◆ **What to produce**:
Please count the lines in these records that contain "toyota" and give only that count.

◆ **Data**:

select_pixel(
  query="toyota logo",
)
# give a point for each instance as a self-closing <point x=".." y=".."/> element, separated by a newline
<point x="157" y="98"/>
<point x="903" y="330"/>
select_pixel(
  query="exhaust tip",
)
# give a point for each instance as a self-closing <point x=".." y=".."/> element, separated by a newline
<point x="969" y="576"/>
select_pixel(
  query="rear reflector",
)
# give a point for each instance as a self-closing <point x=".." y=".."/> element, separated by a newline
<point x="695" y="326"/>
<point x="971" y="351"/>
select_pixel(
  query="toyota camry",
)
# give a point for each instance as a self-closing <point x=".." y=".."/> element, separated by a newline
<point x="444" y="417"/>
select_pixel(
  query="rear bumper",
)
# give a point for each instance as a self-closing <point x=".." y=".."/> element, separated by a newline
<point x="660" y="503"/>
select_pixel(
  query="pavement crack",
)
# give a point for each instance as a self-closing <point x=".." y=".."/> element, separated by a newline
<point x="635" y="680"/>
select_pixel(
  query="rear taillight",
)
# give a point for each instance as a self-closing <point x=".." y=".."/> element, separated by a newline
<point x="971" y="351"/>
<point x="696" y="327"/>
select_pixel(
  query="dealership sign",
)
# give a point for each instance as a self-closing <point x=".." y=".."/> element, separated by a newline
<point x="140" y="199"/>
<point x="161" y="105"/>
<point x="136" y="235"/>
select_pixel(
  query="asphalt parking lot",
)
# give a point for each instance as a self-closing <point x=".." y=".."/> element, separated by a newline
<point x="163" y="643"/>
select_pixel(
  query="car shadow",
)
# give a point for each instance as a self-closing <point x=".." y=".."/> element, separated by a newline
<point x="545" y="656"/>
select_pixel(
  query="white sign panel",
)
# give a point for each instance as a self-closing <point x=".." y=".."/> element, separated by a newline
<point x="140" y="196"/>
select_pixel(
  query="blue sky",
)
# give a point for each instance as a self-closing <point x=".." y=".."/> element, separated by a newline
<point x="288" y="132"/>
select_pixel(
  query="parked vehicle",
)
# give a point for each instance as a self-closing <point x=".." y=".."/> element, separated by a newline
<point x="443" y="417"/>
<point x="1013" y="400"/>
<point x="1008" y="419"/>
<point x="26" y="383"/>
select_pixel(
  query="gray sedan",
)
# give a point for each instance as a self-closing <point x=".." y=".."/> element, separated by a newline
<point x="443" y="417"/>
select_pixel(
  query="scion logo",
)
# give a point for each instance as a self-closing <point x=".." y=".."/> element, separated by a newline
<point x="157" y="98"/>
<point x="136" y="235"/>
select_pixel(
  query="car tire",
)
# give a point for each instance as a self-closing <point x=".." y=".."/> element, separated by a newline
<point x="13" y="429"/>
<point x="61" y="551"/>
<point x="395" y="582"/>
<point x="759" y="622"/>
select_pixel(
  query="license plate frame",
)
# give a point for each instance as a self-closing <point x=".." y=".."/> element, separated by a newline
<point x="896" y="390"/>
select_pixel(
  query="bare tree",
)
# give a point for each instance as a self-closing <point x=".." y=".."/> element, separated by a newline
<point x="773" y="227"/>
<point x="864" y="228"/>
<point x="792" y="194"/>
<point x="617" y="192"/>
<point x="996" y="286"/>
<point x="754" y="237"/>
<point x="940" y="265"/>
---
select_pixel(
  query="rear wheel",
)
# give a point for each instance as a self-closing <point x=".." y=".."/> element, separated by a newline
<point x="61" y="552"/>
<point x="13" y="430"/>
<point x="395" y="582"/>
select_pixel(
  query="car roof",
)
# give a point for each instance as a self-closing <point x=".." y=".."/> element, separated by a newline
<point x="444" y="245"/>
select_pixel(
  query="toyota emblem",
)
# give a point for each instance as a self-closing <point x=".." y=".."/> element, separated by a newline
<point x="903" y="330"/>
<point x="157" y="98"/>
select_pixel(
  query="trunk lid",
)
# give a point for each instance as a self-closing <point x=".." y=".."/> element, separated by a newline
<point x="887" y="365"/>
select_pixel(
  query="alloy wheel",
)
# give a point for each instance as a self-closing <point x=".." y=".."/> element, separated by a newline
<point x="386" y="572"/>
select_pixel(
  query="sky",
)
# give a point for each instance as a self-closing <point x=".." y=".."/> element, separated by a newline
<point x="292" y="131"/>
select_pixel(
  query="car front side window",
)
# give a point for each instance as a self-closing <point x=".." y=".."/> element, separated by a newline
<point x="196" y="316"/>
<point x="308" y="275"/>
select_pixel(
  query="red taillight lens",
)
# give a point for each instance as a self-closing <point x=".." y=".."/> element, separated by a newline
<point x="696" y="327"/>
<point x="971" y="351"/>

◆ **Task response**:
3